→ THE EXERCISE
Render the lines as a JSON list of strings, one string per line and blank lines omitted, beginning with the line that contains "Target: metal railing" and continuing through the last line. Include that first line.

□ □ □ □ □ □ □

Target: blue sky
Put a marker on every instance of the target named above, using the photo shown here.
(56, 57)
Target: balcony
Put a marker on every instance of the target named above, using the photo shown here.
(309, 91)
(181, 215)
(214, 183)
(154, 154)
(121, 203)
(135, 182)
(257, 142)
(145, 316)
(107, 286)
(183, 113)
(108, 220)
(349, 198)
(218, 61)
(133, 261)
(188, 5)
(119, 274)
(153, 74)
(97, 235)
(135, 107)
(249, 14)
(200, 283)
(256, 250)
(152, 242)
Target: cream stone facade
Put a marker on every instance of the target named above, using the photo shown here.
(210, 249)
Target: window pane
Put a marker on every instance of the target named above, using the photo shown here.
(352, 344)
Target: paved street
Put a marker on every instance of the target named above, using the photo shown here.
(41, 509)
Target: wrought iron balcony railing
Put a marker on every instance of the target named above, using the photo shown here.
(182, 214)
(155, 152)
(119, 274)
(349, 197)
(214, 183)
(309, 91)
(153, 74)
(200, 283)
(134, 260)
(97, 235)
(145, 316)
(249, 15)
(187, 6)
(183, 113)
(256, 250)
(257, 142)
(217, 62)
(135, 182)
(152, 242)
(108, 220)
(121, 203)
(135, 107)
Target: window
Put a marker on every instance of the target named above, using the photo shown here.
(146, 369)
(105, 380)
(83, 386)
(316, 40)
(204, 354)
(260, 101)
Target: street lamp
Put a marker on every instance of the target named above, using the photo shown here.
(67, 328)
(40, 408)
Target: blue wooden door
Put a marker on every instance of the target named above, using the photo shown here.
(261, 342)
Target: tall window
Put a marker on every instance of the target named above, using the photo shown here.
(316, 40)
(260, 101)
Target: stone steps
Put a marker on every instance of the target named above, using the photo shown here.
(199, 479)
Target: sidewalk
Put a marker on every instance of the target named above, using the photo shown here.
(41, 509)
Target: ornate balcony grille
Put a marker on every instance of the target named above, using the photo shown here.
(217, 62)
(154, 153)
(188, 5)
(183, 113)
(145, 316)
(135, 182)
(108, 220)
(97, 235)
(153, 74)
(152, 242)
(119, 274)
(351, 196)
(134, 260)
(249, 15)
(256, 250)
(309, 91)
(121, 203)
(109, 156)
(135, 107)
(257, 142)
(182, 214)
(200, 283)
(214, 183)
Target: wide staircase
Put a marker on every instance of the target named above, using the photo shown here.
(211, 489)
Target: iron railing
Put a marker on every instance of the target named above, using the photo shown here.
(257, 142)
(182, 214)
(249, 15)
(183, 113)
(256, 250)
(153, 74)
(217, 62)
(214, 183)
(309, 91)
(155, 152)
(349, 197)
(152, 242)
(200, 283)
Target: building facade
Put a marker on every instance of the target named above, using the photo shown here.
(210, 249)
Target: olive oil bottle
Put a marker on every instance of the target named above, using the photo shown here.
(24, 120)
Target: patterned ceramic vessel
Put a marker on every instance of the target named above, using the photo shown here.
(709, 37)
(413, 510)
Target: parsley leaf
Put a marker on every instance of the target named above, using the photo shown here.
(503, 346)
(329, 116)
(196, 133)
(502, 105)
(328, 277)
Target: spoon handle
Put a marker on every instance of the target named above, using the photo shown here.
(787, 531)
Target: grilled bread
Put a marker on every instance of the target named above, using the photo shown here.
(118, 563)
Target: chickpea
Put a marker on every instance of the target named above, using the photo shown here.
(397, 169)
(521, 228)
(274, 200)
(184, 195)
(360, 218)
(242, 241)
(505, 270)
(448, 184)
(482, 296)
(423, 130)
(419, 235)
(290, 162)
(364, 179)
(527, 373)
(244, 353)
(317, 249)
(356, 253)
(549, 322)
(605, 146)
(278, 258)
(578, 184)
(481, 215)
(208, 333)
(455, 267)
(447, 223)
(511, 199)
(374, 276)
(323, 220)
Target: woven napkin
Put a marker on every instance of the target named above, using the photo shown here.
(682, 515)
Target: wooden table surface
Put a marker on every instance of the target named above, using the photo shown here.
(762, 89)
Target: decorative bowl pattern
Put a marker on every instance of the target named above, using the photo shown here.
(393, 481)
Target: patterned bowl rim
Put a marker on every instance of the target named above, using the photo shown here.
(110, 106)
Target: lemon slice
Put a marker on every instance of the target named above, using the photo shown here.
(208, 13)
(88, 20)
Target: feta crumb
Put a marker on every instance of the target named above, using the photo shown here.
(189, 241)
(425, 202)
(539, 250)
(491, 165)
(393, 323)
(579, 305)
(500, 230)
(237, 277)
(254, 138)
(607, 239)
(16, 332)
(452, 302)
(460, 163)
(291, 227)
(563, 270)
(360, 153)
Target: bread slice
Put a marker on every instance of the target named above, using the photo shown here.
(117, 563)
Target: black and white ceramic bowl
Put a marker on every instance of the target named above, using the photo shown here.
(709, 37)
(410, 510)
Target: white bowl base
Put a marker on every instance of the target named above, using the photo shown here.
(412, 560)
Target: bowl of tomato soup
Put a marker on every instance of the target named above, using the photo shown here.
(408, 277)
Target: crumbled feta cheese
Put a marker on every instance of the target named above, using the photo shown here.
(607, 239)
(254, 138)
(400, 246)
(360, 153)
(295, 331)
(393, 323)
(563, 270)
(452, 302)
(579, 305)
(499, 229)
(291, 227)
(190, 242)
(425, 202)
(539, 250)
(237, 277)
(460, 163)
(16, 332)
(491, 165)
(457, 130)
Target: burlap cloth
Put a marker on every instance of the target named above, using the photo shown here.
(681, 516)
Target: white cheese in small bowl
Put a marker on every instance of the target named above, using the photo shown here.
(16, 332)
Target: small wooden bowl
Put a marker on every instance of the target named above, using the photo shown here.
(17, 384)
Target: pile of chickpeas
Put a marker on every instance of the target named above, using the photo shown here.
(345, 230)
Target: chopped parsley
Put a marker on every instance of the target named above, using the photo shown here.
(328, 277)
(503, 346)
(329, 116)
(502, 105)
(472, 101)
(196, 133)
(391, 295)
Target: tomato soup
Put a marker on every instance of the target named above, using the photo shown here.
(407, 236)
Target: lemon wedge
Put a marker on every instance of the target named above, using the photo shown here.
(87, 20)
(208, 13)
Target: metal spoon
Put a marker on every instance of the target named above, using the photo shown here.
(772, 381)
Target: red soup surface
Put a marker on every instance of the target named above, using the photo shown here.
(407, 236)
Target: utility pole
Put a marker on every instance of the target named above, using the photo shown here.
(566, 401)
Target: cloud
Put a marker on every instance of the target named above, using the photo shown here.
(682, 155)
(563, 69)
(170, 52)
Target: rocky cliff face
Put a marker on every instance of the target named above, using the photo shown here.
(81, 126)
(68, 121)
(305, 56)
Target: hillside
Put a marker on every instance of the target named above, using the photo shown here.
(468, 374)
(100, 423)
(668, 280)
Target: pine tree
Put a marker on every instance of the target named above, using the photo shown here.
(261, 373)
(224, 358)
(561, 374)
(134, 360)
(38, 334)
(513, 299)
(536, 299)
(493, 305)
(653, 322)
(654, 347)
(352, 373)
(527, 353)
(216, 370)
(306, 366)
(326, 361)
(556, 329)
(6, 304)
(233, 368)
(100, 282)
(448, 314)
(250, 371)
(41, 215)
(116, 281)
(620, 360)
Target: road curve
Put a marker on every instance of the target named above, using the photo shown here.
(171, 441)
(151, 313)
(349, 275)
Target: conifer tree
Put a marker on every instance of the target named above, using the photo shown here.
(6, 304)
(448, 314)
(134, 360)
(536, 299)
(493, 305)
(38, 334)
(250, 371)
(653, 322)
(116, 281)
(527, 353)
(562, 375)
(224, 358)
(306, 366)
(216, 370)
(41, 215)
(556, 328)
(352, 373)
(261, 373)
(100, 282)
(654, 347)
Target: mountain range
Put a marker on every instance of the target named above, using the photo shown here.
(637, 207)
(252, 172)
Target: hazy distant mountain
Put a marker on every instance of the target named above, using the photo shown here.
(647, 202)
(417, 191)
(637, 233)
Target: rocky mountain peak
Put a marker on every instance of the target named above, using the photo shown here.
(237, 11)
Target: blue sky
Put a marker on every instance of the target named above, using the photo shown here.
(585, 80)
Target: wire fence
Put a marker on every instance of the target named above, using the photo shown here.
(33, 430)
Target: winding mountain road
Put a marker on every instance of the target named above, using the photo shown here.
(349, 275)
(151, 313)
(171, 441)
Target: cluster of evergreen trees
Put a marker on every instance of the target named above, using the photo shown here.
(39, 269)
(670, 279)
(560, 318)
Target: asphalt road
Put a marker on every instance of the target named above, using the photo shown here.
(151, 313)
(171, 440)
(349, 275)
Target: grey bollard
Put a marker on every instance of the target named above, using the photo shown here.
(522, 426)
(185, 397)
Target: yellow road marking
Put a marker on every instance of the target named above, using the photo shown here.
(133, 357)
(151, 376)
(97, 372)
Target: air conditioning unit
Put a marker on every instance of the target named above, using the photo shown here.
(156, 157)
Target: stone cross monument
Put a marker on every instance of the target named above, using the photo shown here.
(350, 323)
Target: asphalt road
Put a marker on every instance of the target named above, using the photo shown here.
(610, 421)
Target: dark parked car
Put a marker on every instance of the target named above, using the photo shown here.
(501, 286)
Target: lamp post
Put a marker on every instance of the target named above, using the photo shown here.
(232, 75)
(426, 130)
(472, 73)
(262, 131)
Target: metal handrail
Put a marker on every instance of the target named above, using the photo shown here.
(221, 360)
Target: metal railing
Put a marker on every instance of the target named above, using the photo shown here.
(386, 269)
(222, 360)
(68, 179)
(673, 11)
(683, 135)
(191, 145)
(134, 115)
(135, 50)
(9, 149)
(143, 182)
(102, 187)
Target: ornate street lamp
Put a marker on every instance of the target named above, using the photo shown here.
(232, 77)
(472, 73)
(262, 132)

□ □ □ □ □ □ □

→ ANSWER TO THIS TASK
[
  "Target: metal railing",
  "Put a marker on every instance of the target named above, using the photo shown here.",
  "(386, 269)",
  "(222, 360)",
  "(68, 179)",
  "(673, 11)",
  "(683, 135)",
  "(191, 145)",
  "(134, 115)",
  "(135, 50)",
  "(9, 149)",
  "(143, 182)",
  "(102, 187)",
  "Target: ornate street lamp",
  "Put a marker on every instance of the target named above, using the photo shown here.",
  "(232, 77)",
  "(472, 73)",
  "(262, 132)"
]